[Natural language region descriptions]
──────────────────────────────

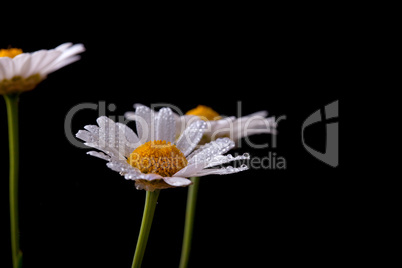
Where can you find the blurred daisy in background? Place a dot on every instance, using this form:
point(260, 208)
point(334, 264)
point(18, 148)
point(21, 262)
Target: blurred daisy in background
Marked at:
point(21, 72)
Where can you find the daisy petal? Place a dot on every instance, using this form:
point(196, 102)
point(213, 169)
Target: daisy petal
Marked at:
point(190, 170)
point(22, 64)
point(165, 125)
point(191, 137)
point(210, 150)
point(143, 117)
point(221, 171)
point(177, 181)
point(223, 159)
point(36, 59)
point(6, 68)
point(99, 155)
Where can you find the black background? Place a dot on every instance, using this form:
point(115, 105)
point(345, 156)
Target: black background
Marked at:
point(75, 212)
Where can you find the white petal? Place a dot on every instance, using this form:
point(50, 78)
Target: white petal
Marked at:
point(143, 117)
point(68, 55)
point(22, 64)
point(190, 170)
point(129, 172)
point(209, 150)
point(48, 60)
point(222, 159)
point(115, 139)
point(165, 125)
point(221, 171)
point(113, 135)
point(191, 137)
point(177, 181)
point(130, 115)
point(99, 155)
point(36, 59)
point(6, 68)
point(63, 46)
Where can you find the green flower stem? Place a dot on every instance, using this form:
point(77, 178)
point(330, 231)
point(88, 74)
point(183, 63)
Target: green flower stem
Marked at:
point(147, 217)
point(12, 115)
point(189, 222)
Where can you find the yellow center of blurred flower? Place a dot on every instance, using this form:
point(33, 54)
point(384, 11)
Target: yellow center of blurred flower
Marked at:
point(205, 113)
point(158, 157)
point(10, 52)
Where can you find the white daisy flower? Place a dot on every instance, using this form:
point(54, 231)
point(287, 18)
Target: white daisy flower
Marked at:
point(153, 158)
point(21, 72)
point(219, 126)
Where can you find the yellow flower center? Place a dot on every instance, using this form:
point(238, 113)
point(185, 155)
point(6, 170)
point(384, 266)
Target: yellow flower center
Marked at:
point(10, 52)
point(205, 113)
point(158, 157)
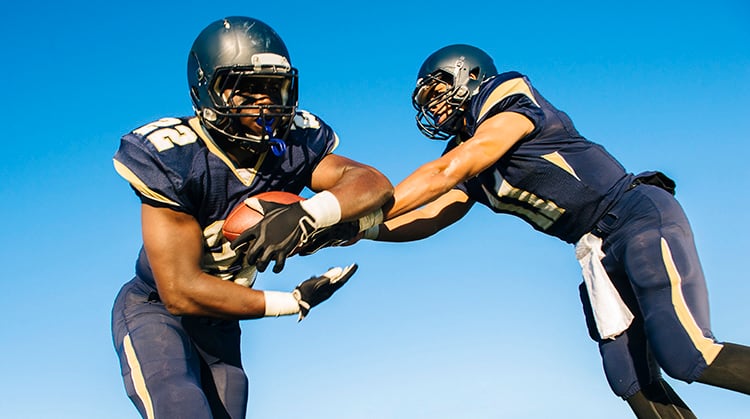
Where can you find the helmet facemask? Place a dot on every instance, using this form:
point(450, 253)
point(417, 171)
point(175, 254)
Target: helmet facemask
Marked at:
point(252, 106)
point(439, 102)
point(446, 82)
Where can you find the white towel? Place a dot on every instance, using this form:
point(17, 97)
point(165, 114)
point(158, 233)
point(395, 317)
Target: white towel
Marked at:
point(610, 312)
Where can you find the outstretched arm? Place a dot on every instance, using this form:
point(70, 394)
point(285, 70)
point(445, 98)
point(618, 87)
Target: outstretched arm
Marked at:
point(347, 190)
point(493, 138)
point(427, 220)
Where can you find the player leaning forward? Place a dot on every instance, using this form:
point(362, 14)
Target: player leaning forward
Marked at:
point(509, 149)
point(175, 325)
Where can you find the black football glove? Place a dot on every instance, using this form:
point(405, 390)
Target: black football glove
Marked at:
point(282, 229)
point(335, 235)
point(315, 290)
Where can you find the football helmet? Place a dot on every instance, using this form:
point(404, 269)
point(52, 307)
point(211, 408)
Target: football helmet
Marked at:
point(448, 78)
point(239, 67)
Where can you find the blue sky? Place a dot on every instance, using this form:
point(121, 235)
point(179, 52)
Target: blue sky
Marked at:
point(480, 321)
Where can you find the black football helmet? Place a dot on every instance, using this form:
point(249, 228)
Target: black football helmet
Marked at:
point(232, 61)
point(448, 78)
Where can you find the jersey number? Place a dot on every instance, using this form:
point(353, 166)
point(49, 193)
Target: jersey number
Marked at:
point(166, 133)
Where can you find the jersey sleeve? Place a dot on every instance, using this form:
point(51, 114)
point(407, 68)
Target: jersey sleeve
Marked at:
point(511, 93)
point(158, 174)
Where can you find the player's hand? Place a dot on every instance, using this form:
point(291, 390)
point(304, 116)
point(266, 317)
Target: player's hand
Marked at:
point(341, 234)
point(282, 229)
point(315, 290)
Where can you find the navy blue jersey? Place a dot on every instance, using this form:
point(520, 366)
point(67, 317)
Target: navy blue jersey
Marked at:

──────────────────────────────

> Required action
Go through the entries and filter for lines holding the word "stem"; copy each match.

> Response to this task
Where can you find the green flower stem? Place a dot on every instance, using this form:
Target: green flower stem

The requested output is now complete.